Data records
>>>>>
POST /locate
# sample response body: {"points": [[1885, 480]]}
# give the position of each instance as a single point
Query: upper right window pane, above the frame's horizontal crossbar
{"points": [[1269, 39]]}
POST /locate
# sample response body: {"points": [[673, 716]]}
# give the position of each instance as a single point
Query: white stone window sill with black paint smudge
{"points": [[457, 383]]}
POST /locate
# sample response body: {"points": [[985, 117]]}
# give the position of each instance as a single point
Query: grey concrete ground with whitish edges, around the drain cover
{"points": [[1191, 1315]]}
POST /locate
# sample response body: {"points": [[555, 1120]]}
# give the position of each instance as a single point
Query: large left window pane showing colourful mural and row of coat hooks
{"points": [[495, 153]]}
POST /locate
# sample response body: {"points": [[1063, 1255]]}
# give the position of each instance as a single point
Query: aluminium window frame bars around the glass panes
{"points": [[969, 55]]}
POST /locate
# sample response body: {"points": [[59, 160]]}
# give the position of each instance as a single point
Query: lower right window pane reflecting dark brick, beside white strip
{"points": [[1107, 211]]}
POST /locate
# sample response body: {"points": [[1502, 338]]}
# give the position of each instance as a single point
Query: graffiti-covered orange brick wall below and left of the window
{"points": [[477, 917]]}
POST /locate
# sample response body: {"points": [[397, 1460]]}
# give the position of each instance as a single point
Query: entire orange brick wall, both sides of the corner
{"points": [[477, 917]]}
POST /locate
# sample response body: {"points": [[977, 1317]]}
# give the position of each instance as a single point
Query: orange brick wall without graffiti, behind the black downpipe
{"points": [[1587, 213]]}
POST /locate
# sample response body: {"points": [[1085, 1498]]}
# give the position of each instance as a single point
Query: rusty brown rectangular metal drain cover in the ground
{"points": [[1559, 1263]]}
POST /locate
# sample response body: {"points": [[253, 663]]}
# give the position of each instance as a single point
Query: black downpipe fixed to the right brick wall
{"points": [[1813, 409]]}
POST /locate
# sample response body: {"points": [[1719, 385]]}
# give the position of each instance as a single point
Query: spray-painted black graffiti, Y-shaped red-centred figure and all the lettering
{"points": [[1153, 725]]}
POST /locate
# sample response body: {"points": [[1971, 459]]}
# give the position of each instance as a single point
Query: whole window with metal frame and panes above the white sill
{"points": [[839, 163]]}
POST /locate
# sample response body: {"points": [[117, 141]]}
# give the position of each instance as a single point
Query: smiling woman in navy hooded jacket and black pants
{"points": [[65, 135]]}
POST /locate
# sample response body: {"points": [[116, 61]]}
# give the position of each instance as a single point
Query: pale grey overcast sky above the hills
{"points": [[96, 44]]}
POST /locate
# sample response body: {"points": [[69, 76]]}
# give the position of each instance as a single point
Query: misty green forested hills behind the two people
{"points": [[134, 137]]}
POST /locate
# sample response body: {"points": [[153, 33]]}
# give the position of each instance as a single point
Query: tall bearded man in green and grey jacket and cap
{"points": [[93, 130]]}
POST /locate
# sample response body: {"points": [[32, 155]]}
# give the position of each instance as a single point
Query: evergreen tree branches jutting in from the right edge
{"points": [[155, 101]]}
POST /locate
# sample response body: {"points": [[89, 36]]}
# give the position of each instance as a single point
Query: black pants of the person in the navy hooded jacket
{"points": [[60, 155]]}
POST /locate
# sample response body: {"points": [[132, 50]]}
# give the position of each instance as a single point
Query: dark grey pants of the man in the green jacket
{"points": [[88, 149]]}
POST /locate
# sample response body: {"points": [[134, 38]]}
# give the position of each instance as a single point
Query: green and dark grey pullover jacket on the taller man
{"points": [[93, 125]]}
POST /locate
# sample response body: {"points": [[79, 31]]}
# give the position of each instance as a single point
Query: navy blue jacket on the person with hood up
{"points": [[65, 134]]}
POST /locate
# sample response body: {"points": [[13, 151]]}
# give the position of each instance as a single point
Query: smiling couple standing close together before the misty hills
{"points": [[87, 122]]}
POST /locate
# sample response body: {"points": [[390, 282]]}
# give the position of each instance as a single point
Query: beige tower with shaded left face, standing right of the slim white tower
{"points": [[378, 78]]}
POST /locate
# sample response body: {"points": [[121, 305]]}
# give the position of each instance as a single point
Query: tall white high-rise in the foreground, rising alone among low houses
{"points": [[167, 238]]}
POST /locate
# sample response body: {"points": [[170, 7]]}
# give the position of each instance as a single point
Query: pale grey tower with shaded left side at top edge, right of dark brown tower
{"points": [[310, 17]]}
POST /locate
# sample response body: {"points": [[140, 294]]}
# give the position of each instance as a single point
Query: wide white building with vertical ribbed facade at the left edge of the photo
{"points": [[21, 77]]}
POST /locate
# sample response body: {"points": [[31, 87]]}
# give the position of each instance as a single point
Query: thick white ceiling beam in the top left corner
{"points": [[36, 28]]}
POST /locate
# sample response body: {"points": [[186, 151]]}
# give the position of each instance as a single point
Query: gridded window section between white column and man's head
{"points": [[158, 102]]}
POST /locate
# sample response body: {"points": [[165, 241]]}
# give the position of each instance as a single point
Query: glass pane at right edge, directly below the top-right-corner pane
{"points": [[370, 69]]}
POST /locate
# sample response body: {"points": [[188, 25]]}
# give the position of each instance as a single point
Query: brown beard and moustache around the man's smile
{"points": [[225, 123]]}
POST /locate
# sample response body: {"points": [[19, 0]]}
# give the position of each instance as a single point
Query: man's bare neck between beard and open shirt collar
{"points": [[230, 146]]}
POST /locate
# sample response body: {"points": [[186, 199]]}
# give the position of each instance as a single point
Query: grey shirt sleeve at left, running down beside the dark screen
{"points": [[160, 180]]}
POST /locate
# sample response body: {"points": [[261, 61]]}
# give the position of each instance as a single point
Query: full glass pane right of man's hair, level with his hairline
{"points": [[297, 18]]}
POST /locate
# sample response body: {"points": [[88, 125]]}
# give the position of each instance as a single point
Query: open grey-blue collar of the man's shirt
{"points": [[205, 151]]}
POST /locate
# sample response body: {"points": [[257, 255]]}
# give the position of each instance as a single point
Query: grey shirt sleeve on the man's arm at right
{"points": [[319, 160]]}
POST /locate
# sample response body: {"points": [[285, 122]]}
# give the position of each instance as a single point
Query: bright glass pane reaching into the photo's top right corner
<<<<<
**ASSIGNMENT**
Copy out all of the data. Keep every word unchanged.

**RESULT**
POST /locate
# sample response body: {"points": [[1885, 480]]}
# give the position of each instance as a single point
Query: upper right window pane, above the frame's horizontal crossbar
{"points": [[1269, 39]]}
POST /locate
# sample response body: {"points": [[673, 716]]}
# give the position of each instance as a single point
Query: white stone window sill with black paint smudge
{"points": [[457, 383]]}
POST /locate
# sample response body: {"points": [[985, 117]]}
# give the position of each instance as a single point
Query: grey concrete ground with whitish edges, around the drain cover
{"points": [[1191, 1315]]}
POST /locate
# sample response body: {"points": [[555, 1120]]}
# give the position of each instance as a single point
Query: large left window pane showing colourful mural and row of coat hooks
{"points": [[495, 153]]}
POST /locate
# sample response body: {"points": [[1063, 1255]]}
# give the position of each instance as a single point
Query: aluminium window frame bars around the glass panes
{"points": [[969, 55]]}
POST /locate
# sample response body: {"points": [[59, 160]]}
# give the position of each instance as a single point
Query: lower right window pane reflecting dark brick, beside white strip
{"points": [[1107, 211]]}
POST /locate
# sample response body: {"points": [[1502, 338]]}
# give the position of each instance as a single point
Query: graffiti-covered orange brick wall below and left of the window
{"points": [[477, 917]]}
POST /locate
# sample response body: {"points": [[397, 1460]]}
# give the position of each instance as a single point
Query: entire orange brick wall, both sides of the corner
{"points": [[477, 917]]}
POST /locate
# sample response body: {"points": [[977, 1317]]}
# give the position of each instance as a single point
Query: orange brick wall without graffiti, behind the black downpipe
{"points": [[1587, 213]]}
POST /locate
# sample response body: {"points": [[1085, 1498]]}
# give the position of each instance as a single point
Query: rusty brown rectangular metal drain cover in the ground
{"points": [[1559, 1263]]}
POST /locate
# sample response body: {"points": [[253, 663]]}
# give the position of each instance as a single point
Query: black downpipe fixed to the right brick wall
{"points": [[1813, 409]]}
POST /locate
# sample response body: {"points": [[1719, 385]]}
# give the position of each instance as a single point
Query: spray-painted black graffiti, Y-shaped red-centred figure and all the lettering
{"points": [[1153, 725]]}
POST /locate
# sample response body: {"points": [[1971, 459]]}
# give the position of each instance as a single point
Query: whole window with metal frame and panes above the white sill
{"points": [[839, 163]]}
POST /locate
# sample response body: {"points": [[117, 141]]}
# give the position of each instance as a single point
Query: smiling woman in navy hooded jacket and black pants
{"points": [[65, 135]]}
POST /locate
# sample response body: {"points": [[116, 61]]}
# give the position of each instance as a single point
Query: pale grey overcast sky above the hills
{"points": [[96, 44]]}
POST /locate
# sample response body: {"points": [[69, 76]]}
# give the position of each instance as a single point
Query: misty green forested hills behind the two people
{"points": [[134, 137]]}
POST /locate
# sample response body: {"points": [[153, 33]]}
# give the position of each instance as a single point
Query: tall bearded man in green and grey jacket and cap
{"points": [[93, 130]]}
POST /locate
# sample response body: {"points": [[32, 155]]}
# give the position of each instance as a single point
Query: evergreen tree branches jutting in from the right edge
{"points": [[155, 101]]}
POST /locate
# sample response body: {"points": [[89, 36]]}
# give the position of each instance as a single point
Query: black pants of the person in the navy hooded jacket
{"points": [[60, 155]]}
POST /locate
# sample response body: {"points": [[132, 50]]}
# give the position of each instance as a single point
Query: dark grey pants of the man in the green jacket
{"points": [[88, 149]]}
POST /locate
# sample response body: {"points": [[134, 38]]}
# give the position of each instance as a single point
Query: green and dark grey pullover jacket on the taller man
{"points": [[93, 125]]}
POST /locate
# sample response body: {"points": [[79, 31]]}
# give the position of each instance as a single point
Query: navy blue jacket on the person with hood up
{"points": [[65, 134]]}
POST /locate
# sample response body: {"points": [[13, 151]]}
# give the position of each instance as a single point
Query: smiling couple standing close together before the misty hills
{"points": [[87, 122]]}
POST /locate
# sample response body: {"points": [[390, 282]]}
# give the position of each instance as a single point
Query: beige tower with shaded left face, standing right of the slim white tower
{"points": [[378, 78]]}
POST /locate
# sample response body: {"points": [[121, 305]]}
# give the position of each instance as a single point
Query: tall white high-rise in the foreground, rising alone among low houses
{"points": [[167, 238]]}
POST /locate
# sample response body: {"points": [[170, 7]]}
# give the position of each instance as a single point
Query: pale grey tower with shaded left side at top edge, right of dark brown tower
{"points": [[310, 17]]}
POST /locate
# sample response body: {"points": [[140, 294]]}
# give the position of each instance as a single point
Query: wide white building with vertical ribbed facade at the left edge of the photo
{"points": [[21, 77]]}
POST /locate
# sample response body: {"points": [[31, 87]]}
# give the position of each instance as a single point
Query: thick white ceiling beam in the top left corner
{"points": [[36, 28]]}
POST /locate
# sample response body: {"points": [[186, 151]]}
# give the position of each instance as a single point
Query: gridded window section between white column and man's head
{"points": [[158, 102]]}
POST /locate
# sample response body: {"points": [[165, 241]]}
# give the position of each instance as a single point
Query: glass pane at right edge, directly below the top-right-corner pane
{"points": [[370, 69]]}
POST /locate
# sample response body: {"points": [[188, 25]]}
# give the position of each instance as a single point
Query: brown beard and moustache around the man's smile
{"points": [[225, 123]]}
POST /locate
# sample response body: {"points": [[19, 0]]}
# give the position of each instance as a single point
Query: man's bare neck between beard and open shirt collar
{"points": [[230, 146]]}
POST /locate
# sample response body: {"points": [[186, 199]]}
# give the position of each instance as a single point
Query: grey shirt sleeve at left, running down beside the dark screen
{"points": [[160, 180]]}
POST /locate
# sample response body: {"points": [[261, 61]]}
# give the position of each instance as a single point
Query: full glass pane right of man's hair, level with his hairline
{"points": [[297, 18]]}
POST /locate
# sample response body: {"points": [[88, 125]]}
# give the position of each instance as a single point
Query: open grey-blue collar of the man's shirt
{"points": [[205, 151]]}
POST /locate
# sample response body: {"points": [[257, 255]]}
# give the position of each instance as a single point
Query: grey shirt sleeve on the man's arm at right
{"points": [[319, 160]]}
POST /locate
# sample response body: {"points": [[285, 122]]}
# give the position of each instance as a single point
Query: bright glass pane reaching into the photo's top right corner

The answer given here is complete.